**REQUIRED WORK:** Copy all entries without alteration and skip the pictures they hold.
_ _ _ _
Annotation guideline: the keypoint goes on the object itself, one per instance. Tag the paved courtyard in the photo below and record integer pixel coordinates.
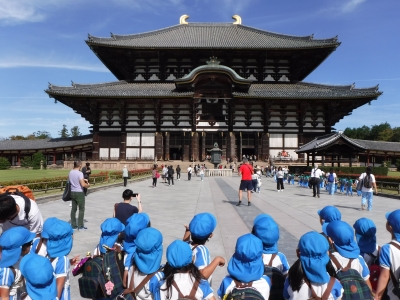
(170, 207)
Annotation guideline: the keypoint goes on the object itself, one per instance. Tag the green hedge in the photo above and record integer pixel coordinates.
(382, 171)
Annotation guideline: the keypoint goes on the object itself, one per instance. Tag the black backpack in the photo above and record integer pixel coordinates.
(243, 291)
(367, 182)
(354, 286)
(98, 271)
(277, 280)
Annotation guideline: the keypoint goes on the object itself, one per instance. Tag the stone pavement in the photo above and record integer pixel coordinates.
(170, 207)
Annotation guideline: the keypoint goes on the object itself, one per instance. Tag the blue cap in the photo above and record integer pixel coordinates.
(343, 236)
(110, 229)
(328, 214)
(365, 235)
(202, 225)
(246, 263)
(11, 243)
(134, 224)
(266, 229)
(394, 221)
(59, 237)
(314, 256)
(179, 254)
(38, 273)
(148, 250)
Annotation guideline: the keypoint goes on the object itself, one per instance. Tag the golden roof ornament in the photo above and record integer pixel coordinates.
(183, 19)
(238, 20)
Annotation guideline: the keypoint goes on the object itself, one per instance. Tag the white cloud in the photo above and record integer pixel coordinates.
(351, 5)
(50, 62)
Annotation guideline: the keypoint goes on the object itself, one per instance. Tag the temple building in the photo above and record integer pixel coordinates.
(181, 89)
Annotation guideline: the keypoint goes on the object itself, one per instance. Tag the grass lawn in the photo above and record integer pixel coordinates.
(29, 174)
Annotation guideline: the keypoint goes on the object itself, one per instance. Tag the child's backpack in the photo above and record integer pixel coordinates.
(374, 270)
(326, 294)
(244, 291)
(354, 285)
(331, 178)
(192, 294)
(277, 280)
(367, 182)
(102, 277)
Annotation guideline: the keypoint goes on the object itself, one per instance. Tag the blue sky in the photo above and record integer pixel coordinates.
(43, 41)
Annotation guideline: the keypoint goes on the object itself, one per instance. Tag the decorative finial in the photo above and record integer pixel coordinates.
(238, 19)
(183, 19)
(213, 61)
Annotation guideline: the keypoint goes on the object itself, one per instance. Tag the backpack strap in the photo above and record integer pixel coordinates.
(271, 260)
(39, 246)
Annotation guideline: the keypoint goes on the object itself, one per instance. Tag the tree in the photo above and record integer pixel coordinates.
(75, 131)
(64, 132)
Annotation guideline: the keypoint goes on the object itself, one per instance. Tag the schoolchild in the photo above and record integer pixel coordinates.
(200, 230)
(366, 238)
(135, 224)
(266, 229)
(58, 235)
(110, 230)
(342, 236)
(308, 276)
(146, 264)
(181, 277)
(14, 243)
(39, 285)
(328, 214)
(389, 257)
(246, 267)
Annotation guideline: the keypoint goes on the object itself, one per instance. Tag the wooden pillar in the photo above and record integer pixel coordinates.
(166, 146)
(195, 146)
(159, 146)
(240, 153)
(203, 146)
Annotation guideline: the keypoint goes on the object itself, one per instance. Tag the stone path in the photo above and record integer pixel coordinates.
(170, 207)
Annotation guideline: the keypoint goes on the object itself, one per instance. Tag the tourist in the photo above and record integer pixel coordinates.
(39, 285)
(266, 229)
(154, 176)
(347, 251)
(110, 232)
(331, 176)
(86, 171)
(308, 277)
(77, 183)
(124, 210)
(316, 173)
(246, 267)
(58, 235)
(14, 244)
(12, 214)
(189, 172)
(200, 230)
(389, 258)
(178, 172)
(368, 182)
(246, 171)
(170, 175)
(125, 175)
(146, 264)
(181, 277)
(279, 180)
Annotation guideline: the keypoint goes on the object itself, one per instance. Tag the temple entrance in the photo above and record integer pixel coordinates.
(175, 153)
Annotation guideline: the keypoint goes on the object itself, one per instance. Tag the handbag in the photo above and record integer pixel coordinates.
(67, 192)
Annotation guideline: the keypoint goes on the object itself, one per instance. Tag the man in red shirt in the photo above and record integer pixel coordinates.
(246, 170)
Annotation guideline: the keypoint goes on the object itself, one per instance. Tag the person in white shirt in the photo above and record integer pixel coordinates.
(12, 214)
(315, 180)
(368, 182)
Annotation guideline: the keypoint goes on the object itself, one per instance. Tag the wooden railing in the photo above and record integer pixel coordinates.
(218, 172)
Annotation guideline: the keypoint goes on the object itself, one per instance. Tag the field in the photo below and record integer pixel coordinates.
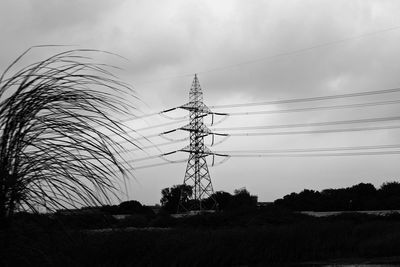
(255, 238)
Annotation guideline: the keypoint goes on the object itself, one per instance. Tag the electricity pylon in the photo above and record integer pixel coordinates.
(197, 174)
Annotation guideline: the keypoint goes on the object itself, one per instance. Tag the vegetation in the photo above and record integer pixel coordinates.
(241, 199)
(358, 197)
(251, 238)
(55, 127)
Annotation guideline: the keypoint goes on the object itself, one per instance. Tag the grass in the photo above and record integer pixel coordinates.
(275, 241)
(57, 117)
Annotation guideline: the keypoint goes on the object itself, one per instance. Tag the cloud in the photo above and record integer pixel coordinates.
(170, 39)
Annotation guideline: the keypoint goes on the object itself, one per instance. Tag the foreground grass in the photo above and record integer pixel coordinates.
(189, 243)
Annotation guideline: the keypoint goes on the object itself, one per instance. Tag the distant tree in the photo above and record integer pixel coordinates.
(389, 195)
(242, 199)
(172, 195)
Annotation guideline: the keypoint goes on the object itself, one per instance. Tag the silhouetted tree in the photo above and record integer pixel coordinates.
(170, 197)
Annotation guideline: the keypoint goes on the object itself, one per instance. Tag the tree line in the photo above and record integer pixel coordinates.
(363, 196)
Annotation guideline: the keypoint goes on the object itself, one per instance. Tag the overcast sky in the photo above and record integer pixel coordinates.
(166, 42)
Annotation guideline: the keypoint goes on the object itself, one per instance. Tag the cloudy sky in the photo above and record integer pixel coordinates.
(166, 42)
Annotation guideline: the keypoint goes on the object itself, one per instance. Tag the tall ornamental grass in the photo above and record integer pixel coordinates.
(58, 129)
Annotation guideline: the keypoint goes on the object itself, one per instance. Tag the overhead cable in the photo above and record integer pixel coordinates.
(309, 99)
(357, 105)
(311, 124)
(297, 150)
(376, 128)
(317, 154)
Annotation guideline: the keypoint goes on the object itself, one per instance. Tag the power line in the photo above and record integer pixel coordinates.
(317, 154)
(296, 150)
(158, 164)
(301, 50)
(320, 131)
(357, 105)
(382, 119)
(283, 54)
(309, 99)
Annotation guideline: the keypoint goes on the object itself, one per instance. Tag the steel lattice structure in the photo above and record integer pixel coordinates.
(197, 174)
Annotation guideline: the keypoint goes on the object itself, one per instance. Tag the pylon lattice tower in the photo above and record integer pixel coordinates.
(197, 174)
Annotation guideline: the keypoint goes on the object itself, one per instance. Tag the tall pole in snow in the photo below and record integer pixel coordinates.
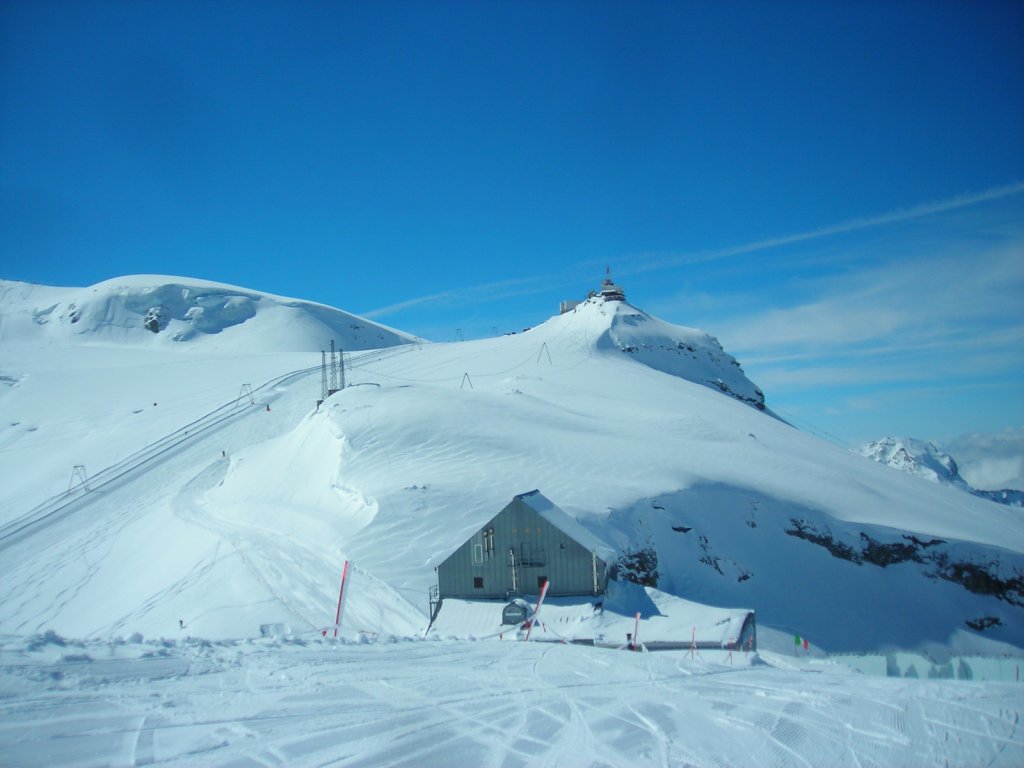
_ _ _ _
**OUTPUT:**
Annotation guideline: the keypoint goes on the object itself, one per instance. Tag the paved courtyard in the photo below and record integer pixel coordinates.
(170, 207)
Annotation guideline: the keypoint goes on the object itself, one per instance. Tag the green hedge in the photo above and record integer pixel coordinates.
(382, 171)
Annotation guideline: the keypoint goes on the object itself, one per instance. Tag the black backpack in the photo above and record integer pixel coordinates.
(243, 291)
(367, 182)
(354, 286)
(98, 271)
(277, 280)
Annotation guideline: the keypoint goes on the object itself, one per instance. Tag the stone pavement in the photo above and record integer pixel coordinates.
(170, 207)
Annotation guideline: the keypoint goes on the object itself, one per instance. Tag the blue cap in the photo above and record integer pixel coordinates.
(343, 236)
(110, 229)
(328, 214)
(365, 235)
(202, 225)
(246, 263)
(11, 243)
(134, 224)
(266, 229)
(394, 221)
(59, 237)
(314, 256)
(179, 254)
(38, 273)
(148, 250)
Annotation guideline: the keypoint goes on the object itself, one per instance. Tag the golden roof ornament in the photo above and record integer pixel coordinates.
(183, 19)
(238, 20)
Annotation guideline: the keypoint goes on the object itself, one per instance. Tag the white cloud in the photo above and record integer pixel coordinates.
(351, 5)
(50, 62)
Annotation guideline: the keypoint goes on the object itself, one per instance. Tag the temple building in the photo above and record integer pixel coordinates.
(181, 89)
Annotation guideline: the keypoint goes on the object itself, one per instance. Tag the grass lawn in the photo above and record integer pixel coordinates.
(29, 174)
Annotation guideline: the keypoint goes on the object itself, one per instance. Tag the child's backpack in the photo above and record integer pixel coordinates.
(374, 270)
(326, 294)
(244, 291)
(354, 285)
(331, 178)
(192, 294)
(277, 280)
(367, 182)
(102, 277)
Annotation guideline: the keypoint goes on the object itself, one per instance. Tag the blue sky in the photo above and record integer pixel coordinates.
(43, 41)
Annotation guideline: the keypoint goes on the object itself, one per instance. Tag the decorative finial in the photo above and record integer pixel coordinates.
(238, 19)
(183, 19)
(213, 61)
Annotation guideline: the keypoint goes on the object itself, one per instance. Tag the backpack strap in the photo above and record integer pixel coordinates.
(271, 260)
(39, 246)
Annotation guideline: the keypoint goes on the object itself, one per instance. Tag the tree in the photo above and record integer pixel coordinates.
(75, 131)
(64, 132)
Annotation guideline: the keypoint goes on the object itself, one per instance. Tag the schoolchild in the photo above and record integer pixel coordinates.
(200, 230)
(366, 238)
(135, 224)
(266, 229)
(58, 235)
(110, 230)
(342, 236)
(308, 276)
(146, 264)
(181, 277)
(14, 243)
(39, 285)
(328, 214)
(389, 257)
(246, 267)
Annotation guideline: the keypoint goes on the object itself, one per instance. Tag the wooden pillar in the photo above and record integer pixel coordinates.
(166, 146)
(195, 146)
(159, 146)
(240, 153)
(203, 146)
Annotation guideline: the keypoint goes on the object itself, one per instance. Tag the stone path in the photo above and record integer pixel coordinates.
(170, 207)
Annotation guideline: the keypoint goes on the object itself, one per instance. Tag the tourist in the photo above and record integer pixel coordinates.
(39, 285)
(266, 229)
(154, 176)
(347, 251)
(110, 232)
(331, 176)
(86, 171)
(308, 277)
(77, 183)
(124, 210)
(316, 173)
(246, 267)
(58, 235)
(14, 244)
(12, 214)
(189, 172)
(200, 230)
(389, 258)
(178, 172)
(368, 182)
(246, 171)
(170, 175)
(125, 175)
(146, 264)
(181, 277)
(279, 180)
Annotation guideline: the keypoint goes on the object itself, one per instance. Tag the temple entrance in the photo above and record integer pixel coordinates.
(175, 153)
Annotation guideline: the keypoint goes on the object itself, one per instance. Tag the handbag in the photo above and record integer pixel coordinates.
(67, 192)
Annotation guideline: the keypoint goes on the object itself, one per instance. Tag the man in red shirt in the photo above and record integer pixel coordinates.
(246, 170)
Annotation guideline: the keypoint goes on the object itself, one per instance. Tag the person in white shirt in the photo above and record integer pixel coordinates.
(12, 214)
(315, 180)
(368, 182)
Annotation guideline: the keypoint goes on the object itself, one per instance. Tag the wooden railing in the photo above and record integer pixel coordinates.
(218, 172)
Annotation guideline: the keypoint goes on the object itself, one per instance. Tag the field in the photo below and record integer pixel coordinates.
(255, 238)
Annotation guideline: the keypoint goes on the object itself, one per instance. Tag the electricity pylon in the photo above and record integer pixel coordinates.
(197, 174)
Annotation guideline: the keypoint goes on the object itself, one per instance. Tag the vegetation in the photo above and record integer pixel coordinates.
(241, 199)
(358, 197)
(251, 238)
(55, 127)
Annotation guideline: the keypoint goes on the object itself, one per instance. Tag the grass in the photo above and record integer pixel coordinates.
(275, 241)
(57, 117)
Annotation guideline: the keypoint goes on the object itself, one per instance. Tag the cloud in the photo above and record integer pixel coordinates.
(170, 39)
Annotation guideline: the keypoint goes on the object itself, one per instance. Tag the foreground grass in the photo above and record integer pixel coordinates.
(189, 243)
Annotation guideline: the keypoint goes on the object itself, one per instance. Tag the distant tree in the photo above and record integer pixel coordinates.
(389, 195)
(242, 199)
(172, 195)
Annotation guideline: the keypoint goes on the object itself, one per instance. Tag the silhouetted tree in the photo above and record integer pixel coordinates.
(170, 197)
Annotation guideline: the keypoint goes on the object itself, one per instance. Tag the tree line in the photo above and record integer pixel coordinates.
(363, 196)
Annotation guideline: the keypoint goes on the object itself, one per instance. Tag the overcast sky in the photo above and record integer pixel coordinates.
(166, 42)
Annotation guideline: the keypoint goes on the object itself, one per instance. Tag the cloudy sky in the photo above and record integer pixel coordinates.
(166, 42)
Annotation guideline: the keypoint goes on the object itself, one per instance. Tag the tall ornamental grass in the photo above and record integer pixel coordinates.
(58, 129)
Annotation guideline: the keypoint goes on the object itself, one per instance. Tag the overhead cable in the photo above and record integer pixel coordinates.
(309, 99)
(357, 105)
(311, 124)
(297, 150)
(376, 128)
(317, 154)
Annotation guideline: the keypoint goes on the object itself, one per instance. Tag the power line in the photo above and record integer pixel coordinates.
(317, 154)
(296, 150)
(158, 164)
(301, 50)
(320, 131)
(357, 105)
(382, 119)
(283, 54)
(309, 99)
Annotation guideline: the keypoint goes on the object itself, one per instance. Tag the steel lattice structure in the photo above and record integer pixel coordinates.
(197, 174)
Annotation guideline: the keypoint goes on the object itself, one per instance. Tag the pylon lattice tower in the photo above and record integer pixel coordinates.
(197, 174)
Annotation guideline: the keypoint goes on the object itself, one per instance. Tag the tall pole in snow in the photo below and record integer pixel coordinates.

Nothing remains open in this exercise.